> TEXT EXCERPT
The Impact of Researchers on Our Data

Published: 2020-05-29
Last Updated: 2020-05-29 17:07:56 UTC
by Johannes Ullrich (Version: 1)
1 comment(s)

Researchers have been using various tools to perform internet-wide scans for many years. Some will publish data continuously to either notify users of infected or misconfigured systems. Others will use the data to feed internal proprietary systems, or publish occasional research papers.

We have been offering a feed of IP addresses used by researchers. This feed is available via our API. To get the complete list, use:

https://isc.sans.edu/api/threatcategory/research
(add ?json or ?tab to get it in JSON or a tab delimited format)

We also have feeds for specific research groups (see https://isc.sans.edu/api ). 

Some of the research groups I have seen recently:

  • Shodan: Probably the best-known group. Shodan publishes the results of its scans at shodan.io.

> WORK TO COMPLETE
1) In the researcher-scanning post, what can be appended to the API URL to get the list in JSON or tab-delimited format?
2) Return the part of the researcher-scanning post between "We have been" and "scans at shodan.io.", inclusive.
3) Resume the researcher-scanning post from where it stops.

> GIVEN ENTRIES
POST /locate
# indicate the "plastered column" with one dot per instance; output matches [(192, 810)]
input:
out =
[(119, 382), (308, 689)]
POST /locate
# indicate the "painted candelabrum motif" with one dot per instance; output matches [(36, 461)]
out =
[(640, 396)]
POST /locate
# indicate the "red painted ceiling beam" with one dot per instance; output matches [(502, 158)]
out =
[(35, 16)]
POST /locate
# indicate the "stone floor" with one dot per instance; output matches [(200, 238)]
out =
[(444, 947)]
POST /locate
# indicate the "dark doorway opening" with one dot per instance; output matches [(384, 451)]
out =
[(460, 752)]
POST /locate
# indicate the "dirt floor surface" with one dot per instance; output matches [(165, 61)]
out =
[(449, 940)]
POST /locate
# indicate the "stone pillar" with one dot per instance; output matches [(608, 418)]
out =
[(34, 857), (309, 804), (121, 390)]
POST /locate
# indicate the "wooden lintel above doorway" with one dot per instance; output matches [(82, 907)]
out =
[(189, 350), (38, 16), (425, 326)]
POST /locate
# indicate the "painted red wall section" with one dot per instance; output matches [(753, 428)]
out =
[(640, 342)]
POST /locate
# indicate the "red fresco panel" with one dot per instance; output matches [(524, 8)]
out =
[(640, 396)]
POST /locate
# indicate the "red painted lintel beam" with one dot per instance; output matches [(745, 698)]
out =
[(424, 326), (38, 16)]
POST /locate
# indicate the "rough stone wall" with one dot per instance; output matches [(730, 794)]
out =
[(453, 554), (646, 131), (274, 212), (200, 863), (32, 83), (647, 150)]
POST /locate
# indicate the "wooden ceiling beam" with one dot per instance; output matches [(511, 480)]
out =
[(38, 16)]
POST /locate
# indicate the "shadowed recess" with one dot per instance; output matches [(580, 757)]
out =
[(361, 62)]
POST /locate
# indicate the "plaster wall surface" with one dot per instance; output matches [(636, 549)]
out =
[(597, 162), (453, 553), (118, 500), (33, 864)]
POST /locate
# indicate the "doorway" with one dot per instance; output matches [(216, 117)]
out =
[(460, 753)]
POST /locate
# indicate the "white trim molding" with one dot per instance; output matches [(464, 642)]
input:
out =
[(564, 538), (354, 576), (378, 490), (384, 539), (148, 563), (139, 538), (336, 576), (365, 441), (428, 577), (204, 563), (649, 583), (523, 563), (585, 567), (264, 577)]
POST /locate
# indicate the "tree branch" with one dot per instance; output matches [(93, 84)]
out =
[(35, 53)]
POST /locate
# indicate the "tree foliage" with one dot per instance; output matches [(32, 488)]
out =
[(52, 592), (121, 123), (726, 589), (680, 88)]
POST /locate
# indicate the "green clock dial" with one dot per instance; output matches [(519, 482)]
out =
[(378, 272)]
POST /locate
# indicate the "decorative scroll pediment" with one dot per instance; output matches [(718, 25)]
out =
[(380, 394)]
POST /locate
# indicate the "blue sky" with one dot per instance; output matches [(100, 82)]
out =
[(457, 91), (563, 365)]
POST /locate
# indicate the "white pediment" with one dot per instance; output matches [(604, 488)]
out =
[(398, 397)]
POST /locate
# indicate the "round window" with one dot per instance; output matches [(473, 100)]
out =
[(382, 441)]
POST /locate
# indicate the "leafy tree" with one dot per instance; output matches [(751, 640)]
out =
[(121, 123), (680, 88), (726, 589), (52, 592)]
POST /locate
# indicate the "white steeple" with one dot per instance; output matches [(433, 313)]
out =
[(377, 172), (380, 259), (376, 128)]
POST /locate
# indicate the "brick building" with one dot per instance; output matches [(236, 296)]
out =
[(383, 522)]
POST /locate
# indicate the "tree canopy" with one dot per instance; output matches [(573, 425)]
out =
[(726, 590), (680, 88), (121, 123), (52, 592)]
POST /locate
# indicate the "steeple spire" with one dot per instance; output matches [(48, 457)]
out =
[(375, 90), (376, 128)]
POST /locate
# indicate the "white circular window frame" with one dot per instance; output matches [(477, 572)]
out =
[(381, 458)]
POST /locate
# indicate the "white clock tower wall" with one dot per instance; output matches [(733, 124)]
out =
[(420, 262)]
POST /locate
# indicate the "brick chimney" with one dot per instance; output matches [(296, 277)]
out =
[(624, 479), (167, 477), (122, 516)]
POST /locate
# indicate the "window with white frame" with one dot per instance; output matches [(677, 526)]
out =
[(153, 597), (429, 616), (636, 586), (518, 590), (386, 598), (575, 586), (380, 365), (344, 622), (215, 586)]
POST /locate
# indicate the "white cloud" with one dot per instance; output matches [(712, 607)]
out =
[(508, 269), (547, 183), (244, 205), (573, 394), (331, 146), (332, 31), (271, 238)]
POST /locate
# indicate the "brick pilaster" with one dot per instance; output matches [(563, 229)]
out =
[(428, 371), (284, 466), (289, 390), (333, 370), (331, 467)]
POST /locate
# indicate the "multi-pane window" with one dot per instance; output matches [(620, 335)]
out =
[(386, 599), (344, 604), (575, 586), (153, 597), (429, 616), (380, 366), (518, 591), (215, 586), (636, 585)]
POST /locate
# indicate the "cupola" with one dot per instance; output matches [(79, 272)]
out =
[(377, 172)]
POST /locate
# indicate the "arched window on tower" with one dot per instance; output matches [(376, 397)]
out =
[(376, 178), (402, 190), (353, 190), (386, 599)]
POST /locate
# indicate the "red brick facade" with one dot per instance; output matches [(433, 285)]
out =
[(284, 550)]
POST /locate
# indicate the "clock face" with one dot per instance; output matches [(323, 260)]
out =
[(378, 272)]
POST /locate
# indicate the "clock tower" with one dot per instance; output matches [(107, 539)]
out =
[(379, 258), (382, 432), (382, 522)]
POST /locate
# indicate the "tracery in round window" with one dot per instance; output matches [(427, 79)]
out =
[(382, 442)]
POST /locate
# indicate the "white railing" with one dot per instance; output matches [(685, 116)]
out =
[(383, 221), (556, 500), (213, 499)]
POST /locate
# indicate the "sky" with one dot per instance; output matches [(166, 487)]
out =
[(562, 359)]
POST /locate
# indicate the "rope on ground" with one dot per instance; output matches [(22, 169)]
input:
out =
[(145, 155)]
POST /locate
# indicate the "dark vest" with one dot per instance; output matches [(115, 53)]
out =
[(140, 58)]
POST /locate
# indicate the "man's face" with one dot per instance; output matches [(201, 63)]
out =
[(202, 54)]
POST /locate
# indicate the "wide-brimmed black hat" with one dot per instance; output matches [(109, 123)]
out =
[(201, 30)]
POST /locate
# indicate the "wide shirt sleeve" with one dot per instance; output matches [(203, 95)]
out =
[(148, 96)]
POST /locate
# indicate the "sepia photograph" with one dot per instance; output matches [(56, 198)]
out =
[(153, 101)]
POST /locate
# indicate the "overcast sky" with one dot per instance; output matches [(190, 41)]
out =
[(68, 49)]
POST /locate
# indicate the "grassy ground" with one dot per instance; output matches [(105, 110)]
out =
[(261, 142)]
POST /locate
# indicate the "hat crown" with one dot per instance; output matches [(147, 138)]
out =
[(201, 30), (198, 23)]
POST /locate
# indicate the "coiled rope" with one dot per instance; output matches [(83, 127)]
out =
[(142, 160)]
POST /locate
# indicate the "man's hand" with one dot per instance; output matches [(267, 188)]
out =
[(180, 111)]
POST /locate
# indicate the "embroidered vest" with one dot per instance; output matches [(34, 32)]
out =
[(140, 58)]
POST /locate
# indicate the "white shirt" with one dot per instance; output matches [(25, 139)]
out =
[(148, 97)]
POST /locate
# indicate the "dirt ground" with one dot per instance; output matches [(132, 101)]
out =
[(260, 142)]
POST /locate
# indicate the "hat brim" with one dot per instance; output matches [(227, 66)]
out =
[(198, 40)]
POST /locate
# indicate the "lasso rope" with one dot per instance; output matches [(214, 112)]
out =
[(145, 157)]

> RESULTS IN ORDER
1) ?json or ?tab

2)
We have been offering a feed of IP addresses used by researchers. This feed is available via our API. To get the complete list, use:

https://isc.sans.edu/api/threatcategory/research
(add ?json or ?tab to get it in JSON or a tab delimited format)

We also have feeds for specific research groups (see https://isc.sans.edu/api ). 

Some of the research groups I have seen recently:

  • Shodan: Probably the best-known group. Shodan publishes the results of its scans at shodan.io.

3)
  • Shadowserver: Also relatively well known. Shadowserver doesn't make much of its data public. But it will make data available to ISPs to flag vulnerable/infected systems. You can find more about shadowserver at https://www.shadowserver.org/
  • Strechoid: I just recently came across this group, and do not know much about them. They have a very minimal web page with an opt-out form: http://www.stretchoid.com/
  • Onyphe: A company selling threat feeds. See https://www.onyphe.io/
  • CyberGreen: See https://www.cybergreen.net/ . A bit like Shadowserver in that it is organized as a not-for-profit collaborative effort. Some data is made public, but more in aggregate form.

The next question: Should you block these IP addresses? Well... my simple honest answer: Probably not, but it all depends.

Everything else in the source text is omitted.